§ **Given passage**:
● ● ● ●

But some faculty groups have raised concerns that the plan takes a group of students least prepared to succeed online and shunts them off into a virtual ghetto, while their transfer-bound peers enjoy the benefits of face-to-face interaction with instructors. They say the funds should instead be used to bolster the community colleges’ Online Education Initiative, aimed at increasing the quality and accessibility of online courses at the system’s existing 114 colleges.
“In developing a structure in the name of being inclusive, are we actually segregating these students?” asked Jonathan Lightman, executive director of the Faculty Association of California Community Colleges. The strength of the community colleges, said Lightman, lies in their combination of basic skills, vocational education and courses that prepare students for transfer to a four-year school—all under one roof.
“You can call this whatever you want, but it’s not a community college,” Lightman said.
Oakley insists the online college would provide one more doorway for working adults who are currently shut out.

● ● ● ●

§ **Data lines**:
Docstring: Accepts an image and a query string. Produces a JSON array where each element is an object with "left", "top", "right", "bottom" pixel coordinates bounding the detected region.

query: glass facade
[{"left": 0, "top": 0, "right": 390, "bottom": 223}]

● ● ● ●

§ **Given instruction A**: In the passage on the proposed online college, why do some faculty groups see the plan as harmful to the students it targets? Answer in one to three sentences.
§ **Given instruction B**:
Answer these questions about the passage on the proposed online college:
(i) How many colleges does the community college system currently have?
(ii) What position does Jonathan Lightman hold?
(iii) According to Oakley, whom would the online college serve?
§ **Given instruction C**: From the passage on the proposed online college, quote the part starting at "But some faculty" and ending at "existing 114 colleges.".
The lines have nothing to do with the passage on the proposed online college.

§ **Expected output A**: They believe the plan sends the students least prepared to succeed online into a "virtual ghetto." Meanwhile, their transfer-bound peers would get face-to-face interaction with instructors.

§ **Expected output B**:
(i) 114.
(ii) He is executive director of the Faculty Association of California Community Colleges.
(iii) Working adults who are currently shut out.

§ **Expected output C**:
But some faculty groups have raised concerns that the plan takes a group of students least prepared to succeed online and shunts them off into a virtual ghetto, while their transfer-bound peers enjoy the benefits of face-to-face interaction with instructors. They say the funds should instead be used to bolster the community colleges’ Online Education Initiative, aimed at increasing the quality and accessibility of online courses at the system’s existing 114 colleges.